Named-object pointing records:
· · ·

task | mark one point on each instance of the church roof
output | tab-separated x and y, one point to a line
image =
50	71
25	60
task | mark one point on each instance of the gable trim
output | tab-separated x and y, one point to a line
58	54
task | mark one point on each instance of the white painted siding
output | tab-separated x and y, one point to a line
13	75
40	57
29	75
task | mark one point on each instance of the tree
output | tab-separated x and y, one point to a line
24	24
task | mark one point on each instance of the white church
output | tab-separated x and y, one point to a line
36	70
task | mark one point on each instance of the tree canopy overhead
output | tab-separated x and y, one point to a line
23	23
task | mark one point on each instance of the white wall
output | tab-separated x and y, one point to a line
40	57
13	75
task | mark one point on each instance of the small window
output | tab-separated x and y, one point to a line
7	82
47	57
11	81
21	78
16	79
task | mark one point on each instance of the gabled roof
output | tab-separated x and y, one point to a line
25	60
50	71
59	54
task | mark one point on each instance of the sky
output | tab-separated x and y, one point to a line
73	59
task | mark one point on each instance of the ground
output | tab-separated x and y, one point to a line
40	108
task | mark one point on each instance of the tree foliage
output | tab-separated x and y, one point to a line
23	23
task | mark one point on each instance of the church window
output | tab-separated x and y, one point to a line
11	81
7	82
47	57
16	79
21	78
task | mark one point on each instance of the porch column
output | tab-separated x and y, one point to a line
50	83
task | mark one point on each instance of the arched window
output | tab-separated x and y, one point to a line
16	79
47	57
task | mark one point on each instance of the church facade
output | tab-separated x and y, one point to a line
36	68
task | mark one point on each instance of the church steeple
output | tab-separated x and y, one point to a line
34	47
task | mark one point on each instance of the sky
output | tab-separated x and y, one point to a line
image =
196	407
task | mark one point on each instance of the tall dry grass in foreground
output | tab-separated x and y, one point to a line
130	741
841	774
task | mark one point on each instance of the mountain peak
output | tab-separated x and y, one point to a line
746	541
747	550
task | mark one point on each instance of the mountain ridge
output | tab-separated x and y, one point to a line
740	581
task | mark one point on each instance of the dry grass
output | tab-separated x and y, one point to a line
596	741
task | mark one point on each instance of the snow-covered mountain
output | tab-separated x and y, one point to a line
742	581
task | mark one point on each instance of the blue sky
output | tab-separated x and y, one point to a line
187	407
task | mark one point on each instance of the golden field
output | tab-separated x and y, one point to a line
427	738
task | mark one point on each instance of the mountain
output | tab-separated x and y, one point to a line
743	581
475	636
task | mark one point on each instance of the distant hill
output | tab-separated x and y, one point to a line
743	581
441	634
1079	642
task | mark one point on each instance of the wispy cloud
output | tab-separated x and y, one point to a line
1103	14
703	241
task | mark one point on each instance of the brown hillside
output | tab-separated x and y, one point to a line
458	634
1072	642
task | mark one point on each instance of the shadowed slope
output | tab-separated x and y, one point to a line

· · ·

### REQUIRED WORK
From the first line to the last, retype the data exactly.

### OUTPUT
task | mark one point on each instance of the church roof
output | tab-separated x and y, one point to a line
image =
50	71
25	60
task | mark one point on each instance of the gable trim
output | tab-separated x and y, one point to a line
58	54
task | mark one point on each instance of the white painted siding
output | tab-separated x and y, one point to a line
13	75
40	57
29	75
task | mark one point on each instance of the tree
output | tab-separated x and y, one point to a line
24	24
task | mark one point on each instance of the white church
output | tab-separated x and y, one point to a line
36	70
task | mark one point on each instance of the tree canopy overhead
output | tab-separated x and y, one point to a line
23	23
task | mark one point on each instance of the white wall
output | tab-separated x and y, one point to a line
40	57
13	75
task | mark one point on each instance of the small window
output | tab-separated x and y, one point to a line
7	82
47	57
11	81
21	78
16	79
task | mark one point on each instance of the gabled roof
output | tab-separated x and y, one point to a line
25	60
50	71
59	54
task | mark one point on each instance of the sky
output | tab-separated x and y, one point to a line
73	59
task | mark one point on each instance of the ground
output | tab-separated x and y, one point to a line
40	108
task | mark one point on each instance of the tree foliage
output | tab-separated x and y, one point to a line
23	23
task | mark one point on each instance of the church window
output | tab-separated x and y, one point to a line
11	81
7	82
47	57
16	79
21	78
task | mark one point on each instance of the porch column
output | tab-separated x and y, one point to a line
50	83
task | mark one point on each instance of the arched window
output | tab-separated x and y, one point to a line
16	79
47	57
task | mark one point on each instance of the church facade
output | tab-separated x and y, one point to a line
36	68
task | mark one point on each instance of the church steeple
output | tab-separated x and y, one point to a line
34	47
task | mark one point on each instance of the sky
output | tab-separated x and y, one point to a line
image =
196	407
task | mark one point on each instance of the tall dry grass in foreground
output | tab-separated x and y, one point to a line
130	741
841	774
task | mark one point on each instance of the mountain peak
output | tab-separated x and y, one point to a line
746	541
747	550
task | mark one point on each instance of the mountain ridge
output | tab-separated x and y, one point to a line
740	581
task | mark one point on each instance of the dry grass
output | tab-separated x and y, one point to a line
596	741
task | mark one point on each instance of the snow-covered mountain
output | tab-separated x and y, one point to a line
742	581
task | mark one point on each instance of the blue sky
output | tab-separated x and y, one point to a line
187	407
task | mark one point on each instance of the golden field
output | tab-separated x and y, one point to a line
427	738
task | mark one point on each instance of the mountain
output | tab-separated x and y, one point to a line
743	581
475	636
task | mark one point on each instance of the distant hill
output | tab-separated x and y, one point to a line
743	581
441	634
1079	642
task | mark one point on each instance of the wispy cloud
output | tab-separated x and y, one point to a line
1103	14
703	241
task | mark one point on each instance of the brown hillside
output | tab-separated x and y, one point to a line
458	634
1072	642
task | mark one point on each instance of the shadowed slope
output | tab-separated x and y, one point to a line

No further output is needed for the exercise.